Instructions for the task
Rewrite the listing below with every "instance" changed to "object" and nothing else altered. Omit the pictures from your version.

Supplied records
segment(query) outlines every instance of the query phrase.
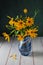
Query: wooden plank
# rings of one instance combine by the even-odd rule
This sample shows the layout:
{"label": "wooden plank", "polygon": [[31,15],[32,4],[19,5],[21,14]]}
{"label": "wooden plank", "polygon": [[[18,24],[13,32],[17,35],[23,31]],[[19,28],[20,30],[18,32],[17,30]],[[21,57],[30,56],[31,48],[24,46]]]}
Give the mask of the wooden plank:
{"label": "wooden plank", "polygon": [[10,48],[11,48],[10,43],[3,42],[3,45],[0,48],[0,65],[6,64],[6,60],[7,60]]}
{"label": "wooden plank", "polygon": [[43,47],[40,38],[32,41],[34,65],[43,65]]}
{"label": "wooden plank", "polygon": [[21,56],[21,65],[33,65],[32,56]]}
{"label": "wooden plank", "polygon": [[[18,50],[18,41],[17,40],[13,40],[12,41],[12,48],[11,48],[11,52],[10,52],[10,55],[9,55],[9,59],[8,59],[8,62],[6,65],[19,65],[20,64],[20,53],[19,53],[19,50]],[[16,60],[15,59],[12,59],[10,58],[11,55],[13,54],[16,54]]]}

Answer below
segment(query) outlines every object of the query phrase.
Query: wooden plank
# rings of one object combine by the even-odd rule
This sample shows the layout:
{"label": "wooden plank", "polygon": [[31,15],[32,4],[19,5],[21,14]]}
{"label": "wooden plank", "polygon": [[[18,24],[13,32],[17,35],[23,31]],[[19,28],[20,30],[18,32],[17,30]],[[21,57],[30,56],[31,48],[24,46]]]}
Give the mask of the wooden plank:
{"label": "wooden plank", "polygon": [[10,48],[11,48],[10,43],[3,42],[3,45],[0,48],[0,65],[6,64],[6,60],[7,60]]}
{"label": "wooden plank", "polygon": [[43,47],[40,38],[32,41],[34,65],[43,65]]}
{"label": "wooden plank", "polygon": [[21,56],[21,65],[33,65],[32,56]]}
{"label": "wooden plank", "polygon": [[[18,50],[18,41],[17,40],[13,40],[12,41],[12,48],[11,48],[11,52],[10,52],[10,55],[9,55],[9,59],[8,59],[8,62],[6,65],[19,65],[20,64],[20,53],[19,53],[19,50]],[[16,60],[15,59],[12,59],[10,58],[11,55],[13,54],[16,54]]]}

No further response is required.